> What the task asks
Return every line of the material below that contains the word "written".

►

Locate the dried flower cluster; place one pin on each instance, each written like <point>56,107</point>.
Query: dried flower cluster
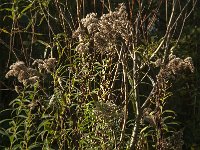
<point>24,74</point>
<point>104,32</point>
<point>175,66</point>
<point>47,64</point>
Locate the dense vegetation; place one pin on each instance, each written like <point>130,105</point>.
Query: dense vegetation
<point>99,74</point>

◄
►

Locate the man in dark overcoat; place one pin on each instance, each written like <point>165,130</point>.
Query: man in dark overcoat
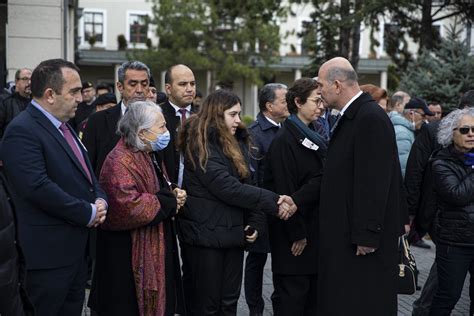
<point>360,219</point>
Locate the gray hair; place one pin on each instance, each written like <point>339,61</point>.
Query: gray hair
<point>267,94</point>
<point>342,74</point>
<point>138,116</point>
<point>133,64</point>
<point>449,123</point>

◄

> Result for this exercise
Locate the dried flower cluster; place one pin on each instance, each written like <point>56,107</point>.
Locate the dense vegetation; place one pin on each instance, each written like <point>130,105</point>.
Locate the man in dark overcoat; place one pin on each instance, each written like <point>165,130</point>.
Locate the gray hair; place one pin on each instance, each written like <point>339,61</point>.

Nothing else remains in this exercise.